──────── DATA TO PROCESS ────────

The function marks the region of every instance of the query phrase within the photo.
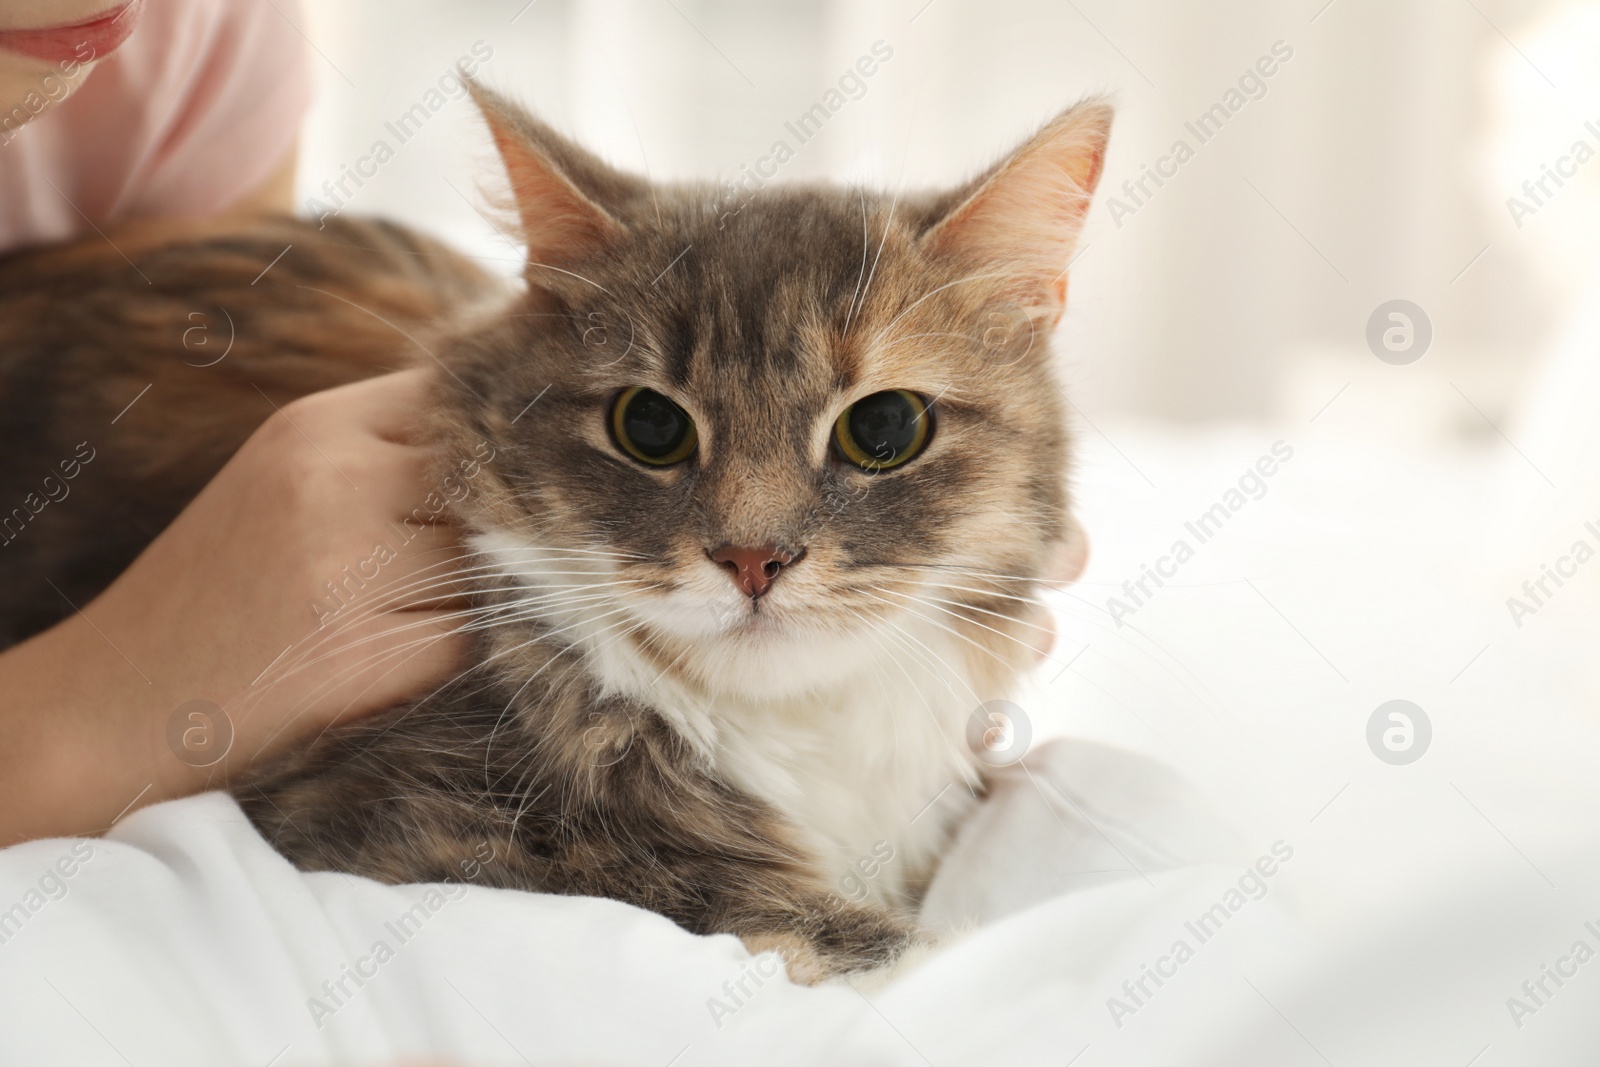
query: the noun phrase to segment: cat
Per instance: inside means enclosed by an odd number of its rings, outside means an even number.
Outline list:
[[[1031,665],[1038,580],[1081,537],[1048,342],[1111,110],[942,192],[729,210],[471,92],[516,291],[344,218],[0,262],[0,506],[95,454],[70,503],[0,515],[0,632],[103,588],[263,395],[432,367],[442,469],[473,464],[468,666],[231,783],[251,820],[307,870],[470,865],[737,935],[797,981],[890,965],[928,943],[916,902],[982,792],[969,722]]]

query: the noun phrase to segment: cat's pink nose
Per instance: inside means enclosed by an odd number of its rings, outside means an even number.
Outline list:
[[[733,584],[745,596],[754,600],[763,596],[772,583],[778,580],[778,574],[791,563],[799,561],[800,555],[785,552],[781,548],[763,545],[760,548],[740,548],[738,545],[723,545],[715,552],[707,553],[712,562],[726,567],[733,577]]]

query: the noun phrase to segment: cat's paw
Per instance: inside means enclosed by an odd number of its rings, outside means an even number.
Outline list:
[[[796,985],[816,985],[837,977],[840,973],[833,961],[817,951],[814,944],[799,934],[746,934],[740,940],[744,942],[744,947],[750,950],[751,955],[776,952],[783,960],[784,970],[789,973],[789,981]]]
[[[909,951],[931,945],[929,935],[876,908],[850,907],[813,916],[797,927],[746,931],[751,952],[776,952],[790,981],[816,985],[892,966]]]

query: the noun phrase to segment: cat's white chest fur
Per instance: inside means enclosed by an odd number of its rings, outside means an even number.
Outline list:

────────

## WHAT TO DO
Hand back the records above exactly as they are, pictures excluded.

## EXERCISE OUTPUT
The function marks the region of every instance of the query phrase within the photo.
query: the noun phrase to segment: cat
Per instance: inside means enclosed by an odd number of its rings, outside means an even number.
Outline list:
[[[1031,665],[1038,580],[1081,537],[1048,342],[1111,110],[942,192],[729,210],[471,92],[516,291],[344,218],[0,262],[0,506],[95,454],[70,503],[0,515],[0,632],[103,588],[263,395],[432,367],[442,469],[473,464],[468,666],[231,783],[251,820],[307,870],[470,865],[737,935],[797,981],[890,965],[928,943],[916,902],[982,792],[969,722]]]

query: the noun phrase to segment: cat's pink nose
Per instance: inside means enclosed by an odd number of its rings, outside means an even number.
Outline list:
[[[733,584],[745,596],[754,600],[763,596],[772,583],[778,580],[778,574],[791,563],[799,561],[800,555],[785,552],[781,548],[763,545],[760,548],[740,548],[738,545],[723,545],[715,552],[707,553],[712,562],[726,567],[733,577]]]

query: the noun phrase to segment: cat's paw
Per instance: inside means enclosed by an odd number of its rings, outside means an even number.
Outline list:
[[[796,985],[816,985],[837,977],[840,973],[833,961],[817,951],[814,944],[799,934],[746,934],[740,940],[744,942],[744,947],[750,950],[751,955],[776,952],[783,960],[784,970],[789,973],[789,981]]]
[[[909,951],[931,945],[929,935],[876,908],[850,907],[813,916],[797,927],[746,931],[751,952],[776,952],[790,981],[816,985],[892,966]]]

query: the noun phrase to segment: cat's white chest fur
Per instance: inside means enclosed by an odd number of its rings, outside means an even number.
Outline list:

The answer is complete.